→ **Exercise requirements**:
List every line in the records below that contains the string "woman", matching case exactly.

→ **Records supplied**:
---

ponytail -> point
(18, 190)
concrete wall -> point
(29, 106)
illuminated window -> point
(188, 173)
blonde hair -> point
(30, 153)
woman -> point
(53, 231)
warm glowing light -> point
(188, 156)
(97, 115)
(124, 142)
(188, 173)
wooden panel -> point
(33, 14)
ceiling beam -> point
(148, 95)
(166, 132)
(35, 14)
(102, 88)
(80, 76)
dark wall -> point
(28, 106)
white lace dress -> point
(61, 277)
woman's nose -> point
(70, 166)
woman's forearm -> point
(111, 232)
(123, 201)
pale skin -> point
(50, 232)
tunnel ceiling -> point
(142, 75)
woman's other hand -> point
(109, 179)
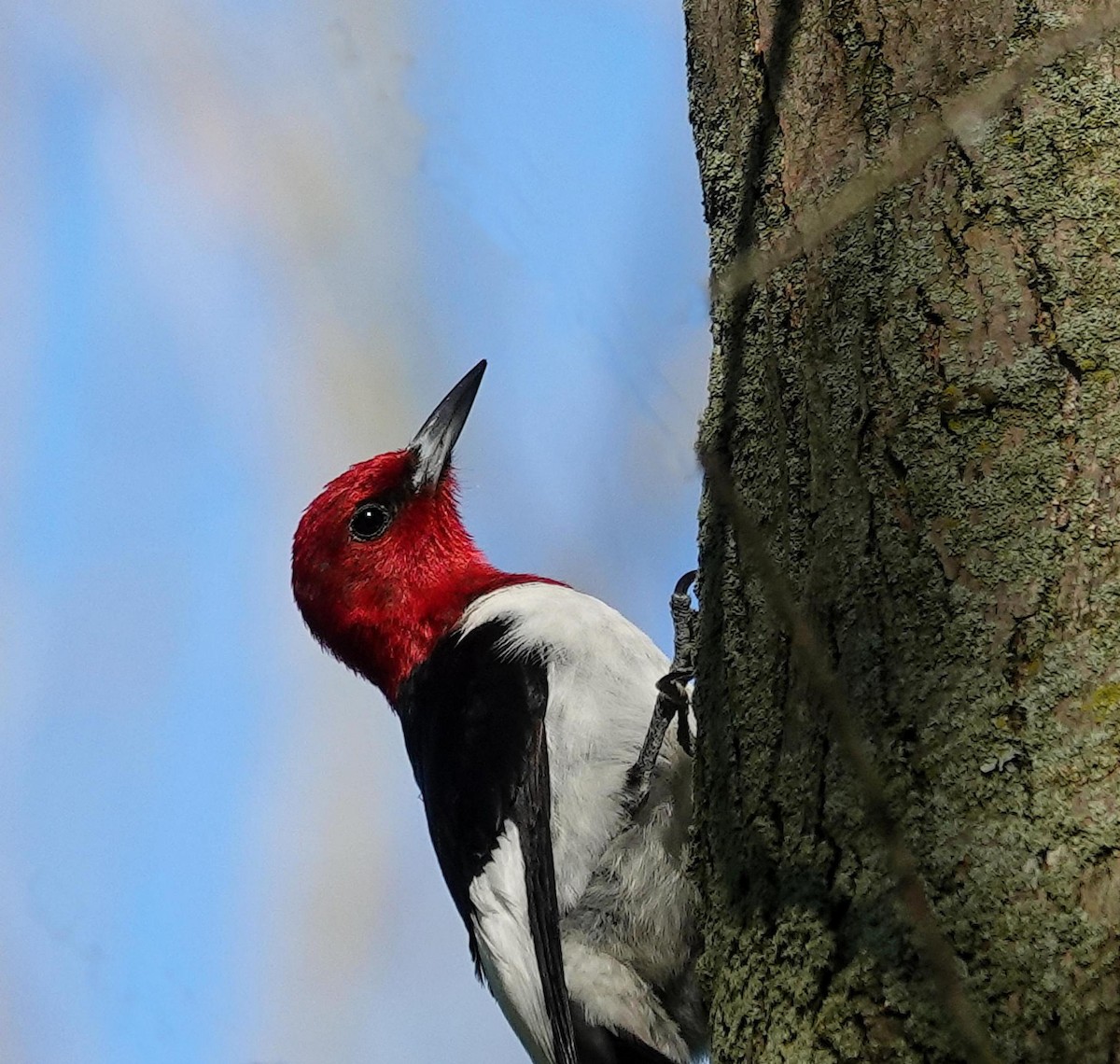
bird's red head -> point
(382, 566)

---

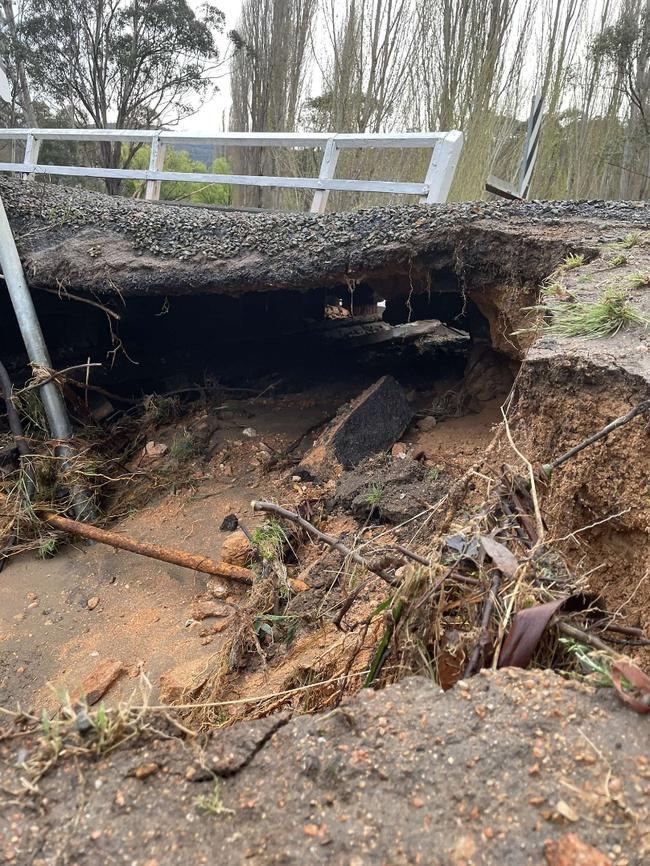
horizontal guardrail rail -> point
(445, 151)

---

→ **Exercise response**:
woman -> point
woman's nose -> point
woman's forearm -> point
woman's other hand -> point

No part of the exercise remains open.